INSTRUCTION
Can you render the items below as a JSON list of strings with one string per line, skipping blank lines and leaving out the pictures?

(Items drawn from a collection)
* * *

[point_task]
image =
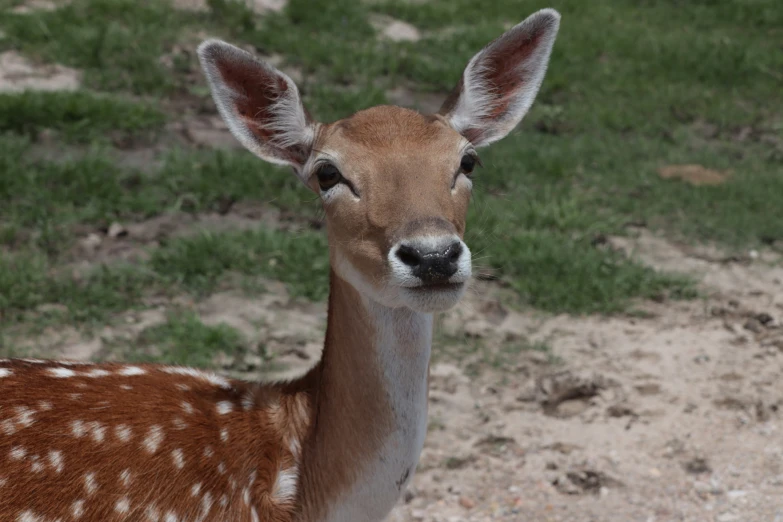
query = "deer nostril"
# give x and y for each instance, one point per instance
(453, 252)
(409, 255)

* * *

REPLY
[
  "[point_task]",
  "image =",
  "query = \"deer nostril\"",
  "# give x and y for each instance, one point per instance",
  "(453, 252)",
  "(409, 255)"
]